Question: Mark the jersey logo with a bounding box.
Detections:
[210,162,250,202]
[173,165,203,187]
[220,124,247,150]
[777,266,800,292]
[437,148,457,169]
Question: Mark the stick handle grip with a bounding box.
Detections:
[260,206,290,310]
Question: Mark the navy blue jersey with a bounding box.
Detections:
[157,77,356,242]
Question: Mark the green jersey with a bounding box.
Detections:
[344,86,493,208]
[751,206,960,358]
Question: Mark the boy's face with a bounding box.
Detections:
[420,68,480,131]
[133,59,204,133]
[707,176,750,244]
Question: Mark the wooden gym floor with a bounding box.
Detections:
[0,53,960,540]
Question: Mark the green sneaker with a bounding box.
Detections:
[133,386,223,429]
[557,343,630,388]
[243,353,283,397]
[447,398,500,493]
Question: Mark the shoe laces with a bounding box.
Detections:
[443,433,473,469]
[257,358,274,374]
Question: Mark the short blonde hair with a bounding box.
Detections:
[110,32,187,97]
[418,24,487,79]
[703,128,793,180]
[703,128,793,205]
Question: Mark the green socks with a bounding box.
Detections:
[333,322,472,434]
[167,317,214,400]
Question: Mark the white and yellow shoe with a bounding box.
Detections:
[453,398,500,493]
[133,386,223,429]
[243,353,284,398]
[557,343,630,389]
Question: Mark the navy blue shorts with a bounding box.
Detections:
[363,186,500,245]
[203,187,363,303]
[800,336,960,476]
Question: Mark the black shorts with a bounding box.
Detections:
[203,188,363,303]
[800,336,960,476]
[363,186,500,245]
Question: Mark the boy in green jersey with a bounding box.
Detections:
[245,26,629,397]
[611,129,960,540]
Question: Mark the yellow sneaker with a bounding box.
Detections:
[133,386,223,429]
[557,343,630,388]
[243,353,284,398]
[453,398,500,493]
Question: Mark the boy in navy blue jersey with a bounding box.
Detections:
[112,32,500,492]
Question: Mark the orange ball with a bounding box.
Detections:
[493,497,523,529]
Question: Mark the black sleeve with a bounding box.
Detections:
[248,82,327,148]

:: Aim ::
Put each line of the data above into a Markdown table with the columns "Row" and "Data line", numbering the rows in order and leaving out blank lines.

:: Exercise result ::
| Row | Data line |
|---|---|
| 1 | Question: Mark the jersey logo with a bounding box. |
| 2 | Detections: |
| 3 | [210,162,250,202] |
| 4 | [173,165,203,187] |
| 5 | [220,124,247,150] |
| 6 | [777,266,800,292] |
| 7 | [437,148,457,169] |
| 8 | Question: Mark the stick handle grip with a bounding box. |
| 9 | Detections: |
| 10 | [260,206,290,310] |
| 11 | Question: Mark the navy blue jersey with a bounding box. |
| 12 | Detections: |
| 13 | [157,77,356,242] |
| 14 | Question: Mark the green jersey with a bounding box. |
| 15 | Detections: |
| 16 | [344,86,493,208] |
| 17 | [751,206,960,358] |
| 18 | Question: Mark the boy's face with a bounding box. |
| 19 | Detections: |
| 20 | [420,68,480,131] |
| 21 | [133,59,204,133] |
| 22 | [707,176,750,244] |
| 23 | Question: Mark the wooden gym floor with a bounding box. |
| 24 | Detections: |
| 25 | [0,53,960,540] |
| 26 | Question: Mark the green sneaker with a bounding box. |
| 27 | Detections: |
| 28 | [133,386,223,429] |
| 29 | [557,343,630,388] |
| 30 | [243,353,283,397] |
| 31 | [447,398,500,493] |
| 32 | Question: Mark the shoe laces with a bounding box. |
| 33 | Detections: |
| 34 | [443,433,473,469] |
| 35 | [257,358,274,374] |
| 36 | Question: Mark the short blonde hair with a bounding box. |
| 37 | Detections: |
| 38 | [110,32,187,97] |
| 39 | [418,24,487,79] |
| 40 | [703,128,793,180] |
| 41 | [703,128,793,205] |
| 42 | Question: Mark the green socks with a bounding box. |
| 43 | Detections: |
| 44 | [333,322,472,434] |
| 45 | [167,317,214,400] |
| 46 | Question: Mark the white and yellow shoe with a bounding box. |
| 47 | Detections: |
| 48 | [453,398,500,493] |
| 49 | [133,386,223,429] |
| 50 | [243,353,284,398] |
| 51 | [557,343,630,389] |
| 52 | Question: Mark the navy blue shorts with a bounding box. |
| 53 | Detections: |
| 54 | [363,186,500,245] |
| 55 | [203,187,363,303] |
| 56 | [800,336,960,476] |
| 57 | Question: Mark the black shorts with a bounding box. |
| 58 | Detections: |
| 59 | [203,188,363,303] |
| 60 | [800,336,960,476] |
| 61 | [363,186,500,245] |
| 62 | Question: Mark the boy in green jersey with a bounding box. |
| 63 | Detections: |
| 64 | [245,26,629,397] |
| 65 | [611,129,960,540] |
| 66 | Question: Mark the yellow sneaker with a bounding box. |
| 67 | Detections: |
| 68 | [133,386,223,429] |
| 69 | [557,343,630,388] |
| 70 | [243,353,284,398] |
| 71 | [453,398,500,493] |
| 72 | Question: Mark the boy in navy blue jersey with a bounding box. |
| 73 | Detections: |
| 74 | [112,32,500,492] |
| 75 | Question: Mark the orange ball with a bounding box. |
| 76 | Detections: |
| 77 | [493,497,523,529] |
| 78 | Question: Mark the black sleeve with a bounding box. |
| 79 | Detections: |
| 80 | [248,82,327,148] |